** START OF DATA LINES **

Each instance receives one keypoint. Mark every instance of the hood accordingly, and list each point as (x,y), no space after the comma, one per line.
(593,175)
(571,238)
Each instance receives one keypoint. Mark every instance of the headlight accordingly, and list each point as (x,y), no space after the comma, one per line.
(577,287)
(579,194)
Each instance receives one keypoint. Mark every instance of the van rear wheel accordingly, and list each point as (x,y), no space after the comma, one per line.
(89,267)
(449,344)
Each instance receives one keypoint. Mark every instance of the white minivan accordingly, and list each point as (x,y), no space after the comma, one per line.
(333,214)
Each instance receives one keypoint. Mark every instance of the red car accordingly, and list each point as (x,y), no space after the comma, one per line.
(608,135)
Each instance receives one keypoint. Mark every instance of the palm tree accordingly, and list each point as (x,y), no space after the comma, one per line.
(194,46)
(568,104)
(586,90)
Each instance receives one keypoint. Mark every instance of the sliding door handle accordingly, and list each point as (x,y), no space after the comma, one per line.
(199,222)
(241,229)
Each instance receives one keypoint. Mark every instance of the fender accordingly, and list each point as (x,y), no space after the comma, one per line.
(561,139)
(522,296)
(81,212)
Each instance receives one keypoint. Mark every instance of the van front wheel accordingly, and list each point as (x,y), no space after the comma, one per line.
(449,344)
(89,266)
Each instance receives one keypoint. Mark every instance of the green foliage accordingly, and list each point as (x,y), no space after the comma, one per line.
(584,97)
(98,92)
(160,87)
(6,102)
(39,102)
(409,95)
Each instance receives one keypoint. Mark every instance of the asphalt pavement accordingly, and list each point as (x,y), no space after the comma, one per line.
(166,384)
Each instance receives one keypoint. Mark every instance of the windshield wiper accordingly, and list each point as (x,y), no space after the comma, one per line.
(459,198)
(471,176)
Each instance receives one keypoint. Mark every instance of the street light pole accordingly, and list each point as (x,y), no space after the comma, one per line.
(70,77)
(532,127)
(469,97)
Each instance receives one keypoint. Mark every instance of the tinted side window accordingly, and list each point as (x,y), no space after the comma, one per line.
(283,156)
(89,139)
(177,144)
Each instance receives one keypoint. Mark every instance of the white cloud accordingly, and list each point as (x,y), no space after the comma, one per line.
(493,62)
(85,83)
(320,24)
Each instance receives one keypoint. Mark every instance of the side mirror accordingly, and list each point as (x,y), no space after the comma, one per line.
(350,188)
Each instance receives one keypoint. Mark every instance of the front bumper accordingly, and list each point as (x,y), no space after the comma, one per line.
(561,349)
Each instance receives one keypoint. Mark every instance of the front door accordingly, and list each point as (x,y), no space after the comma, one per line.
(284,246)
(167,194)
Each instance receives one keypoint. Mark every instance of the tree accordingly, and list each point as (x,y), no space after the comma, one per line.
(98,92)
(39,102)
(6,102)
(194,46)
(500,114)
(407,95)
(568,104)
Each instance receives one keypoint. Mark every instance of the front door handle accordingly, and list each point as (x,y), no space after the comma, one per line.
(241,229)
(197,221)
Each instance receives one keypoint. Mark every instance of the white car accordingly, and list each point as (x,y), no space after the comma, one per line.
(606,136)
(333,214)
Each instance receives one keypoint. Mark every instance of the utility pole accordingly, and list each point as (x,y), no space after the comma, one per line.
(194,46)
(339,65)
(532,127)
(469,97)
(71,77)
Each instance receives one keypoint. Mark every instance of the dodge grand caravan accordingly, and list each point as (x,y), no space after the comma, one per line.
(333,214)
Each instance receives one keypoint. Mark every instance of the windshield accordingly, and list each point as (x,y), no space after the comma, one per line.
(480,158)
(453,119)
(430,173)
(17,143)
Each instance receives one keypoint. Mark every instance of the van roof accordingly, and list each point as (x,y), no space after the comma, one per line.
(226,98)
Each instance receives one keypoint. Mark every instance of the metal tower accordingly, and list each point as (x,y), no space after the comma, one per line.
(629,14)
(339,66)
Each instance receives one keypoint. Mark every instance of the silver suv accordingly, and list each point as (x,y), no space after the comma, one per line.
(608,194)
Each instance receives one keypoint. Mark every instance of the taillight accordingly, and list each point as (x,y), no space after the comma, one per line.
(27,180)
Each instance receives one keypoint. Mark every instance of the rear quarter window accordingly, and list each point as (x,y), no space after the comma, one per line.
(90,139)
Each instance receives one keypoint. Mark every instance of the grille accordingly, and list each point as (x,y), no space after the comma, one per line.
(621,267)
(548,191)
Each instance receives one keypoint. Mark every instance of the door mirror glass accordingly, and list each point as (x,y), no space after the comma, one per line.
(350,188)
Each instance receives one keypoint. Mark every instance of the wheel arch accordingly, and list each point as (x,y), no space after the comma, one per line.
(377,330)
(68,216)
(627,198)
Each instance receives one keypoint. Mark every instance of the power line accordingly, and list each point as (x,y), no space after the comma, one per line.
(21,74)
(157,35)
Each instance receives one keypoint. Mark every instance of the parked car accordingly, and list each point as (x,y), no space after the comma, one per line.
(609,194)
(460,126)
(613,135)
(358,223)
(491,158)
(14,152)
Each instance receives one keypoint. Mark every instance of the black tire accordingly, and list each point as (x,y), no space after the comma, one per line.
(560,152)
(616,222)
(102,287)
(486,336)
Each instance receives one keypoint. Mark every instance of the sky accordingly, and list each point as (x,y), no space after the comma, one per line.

** END OF DATA LINES **

→ EXERCISE TASK: Everything from the line with "the van roof" through the last line of the material above should be echoed exactly, and nothing else.

→ ANSWER TO THIS EXERCISE:
Each instance receives one keypoint. Mark every instance of the van roof accordingly, and list each point as (x,y), no space after the comma, one per line.
(226,98)
Each instance receives one keypoint. Mark every instance of the metal tower accordingly, and list each point as (x,y), no space after the comma, one per line.
(629,14)
(339,66)
Each instance receives one keypoint. Mark every instance of the silver suv accordingly, and list each point as (x,y), no space after the comma, one per line.
(608,194)
Each instance receives one keypoint. Mark every instance of the taillight accordingly, and list each point as (x,y), no space after the comma, one per line.
(27,180)
Each instance receives one keypoint. Mark every instance of the rear quarter window accordingly, and list each point as (x,y), no space after the comma, one per line.
(90,139)
Each instance receives one keypoint. Mark every instance of the grille accordingly, and list each point as (x,y), no space after the comma, one per line.
(621,267)
(548,191)
Each instance receives one keypoint. Mark every instance of the door mirror glass accordingly, and list each point as (x,y), no space after the comma, one per line.
(350,188)
Each instance receives one keypoint. Mark every instance of the wheel arch accordingly, and list each point as (x,y), no space after the comma, one per line.
(377,330)
(68,216)
(627,198)
Each instance receives one keypoint. Mark every instance of the power line accordingly, and list each point as (x,y), no space after the comma, one per line.
(21,74)
(157,35)
Each instance receives one keypoint. Mark every instance of the parked car accordingly, and list each point as (x,y), no space after the comma, one per line.
(609,194)
(460,126)
(613,135)
(358,223)
(491,158)
(14,152)
Each instance receives one keypoint. Mark every instance of the black tire accordingly, and list each point as (x,y), no space after the comma, one per line.
(560,152)
(616,222)
(102,287)
(486,336)
Each instance receives one keypoint. Mark every instance of the sky accordingly, and list each point as (x,y), no space after the comma, one per line.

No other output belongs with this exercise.